**Exercise requirements**
1. According to the article on the Anya Hindmarch show, at which venue did the show take place?
2. Reproduce the part of the article on the Anya Hindmarch show that opens with the words containing "Silent Studios, a" and closes with "fashion and film.".

─── Extract provided

Silent Studios’ cosmic LFW show for Anya Hindmarch

How best to show-off a new collection at London Fashion Week? Take the audience into outer space of course. With flying models, dancing bags, giant glowing planets and an epic soundtrack, another impressive Anya Hindmarch show came to Central Hall Westminster last week, this time collaborating with Silent Studios, to bring the collection to life.

How best to show-off a new collection at London Fashion Week? Take the audience into outer space of course. With flying models, dancing bags, giant glowing planets and an epic soundtrack, another impressive Anya Hindmarch show came to Central Hall Westminster last week, this time collaborating with Silent Studios, to bring the collection to life.

Silent Studios, a London based design, direction and music studio, create bespoke audio-visual work for a variety of events and cross-discipline experiences, and they are steadily building a reputation for large-scale immersive work and creative content that blurs the boundaries between art, design, music, fashion and film.

They have worked with a variety of brands including Adidas, Burberry, Google and Shelter, and whether they are creating interactive tour visuals for Kasabian, a ‘holographic’ audio responsive sculpture for the British Fashion Awards, or a synaesthetic installation for Secret Sensory Suppers, their work seeks to combine their skills in art direction and musical composition, with visuals, sound design and digital elements influencing each other during the creative process.

“Experience led design is where we are positioned.” says Silent’s Nathan Prince. “Having worked in ad agencies and design agencies, it felt like a natural progression to somewhere more imaginative, where the audience feels something. Its quite addictive for us as we get to experience the audience experience it all too.”

──────
─── Raw records

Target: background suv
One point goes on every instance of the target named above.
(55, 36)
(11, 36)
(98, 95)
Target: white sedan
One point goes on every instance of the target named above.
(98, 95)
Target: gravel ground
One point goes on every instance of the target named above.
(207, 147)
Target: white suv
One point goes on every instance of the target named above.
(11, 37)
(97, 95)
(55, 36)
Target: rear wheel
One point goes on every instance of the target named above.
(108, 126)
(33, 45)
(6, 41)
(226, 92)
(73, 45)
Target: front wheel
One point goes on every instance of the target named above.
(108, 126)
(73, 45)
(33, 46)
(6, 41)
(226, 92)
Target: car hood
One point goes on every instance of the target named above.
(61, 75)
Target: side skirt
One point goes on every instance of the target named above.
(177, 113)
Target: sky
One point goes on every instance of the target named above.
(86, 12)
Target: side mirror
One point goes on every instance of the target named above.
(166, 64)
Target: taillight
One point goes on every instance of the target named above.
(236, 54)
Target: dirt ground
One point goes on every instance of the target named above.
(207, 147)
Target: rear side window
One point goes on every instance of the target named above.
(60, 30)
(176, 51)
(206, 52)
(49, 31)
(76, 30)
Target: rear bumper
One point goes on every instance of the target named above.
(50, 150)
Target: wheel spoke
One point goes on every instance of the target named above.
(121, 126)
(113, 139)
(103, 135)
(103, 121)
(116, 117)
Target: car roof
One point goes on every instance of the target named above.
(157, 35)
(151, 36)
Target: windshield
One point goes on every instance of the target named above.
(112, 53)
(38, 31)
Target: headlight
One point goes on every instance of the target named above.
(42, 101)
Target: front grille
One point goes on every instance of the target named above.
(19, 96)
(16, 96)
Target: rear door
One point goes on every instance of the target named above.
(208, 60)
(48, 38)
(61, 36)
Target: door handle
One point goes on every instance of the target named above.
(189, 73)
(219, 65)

──────

**Results of the tasks**
1. Central Hall Westminster.

2.
Silent Studios, a London based design, direction and music studio, create bespoke audio-visual work for a variety of events and cross-discipline experiences, and they are steadily building a reputation for large-scale immersive work and creative content that blurs the boundaries between art, design, music, fashion and film.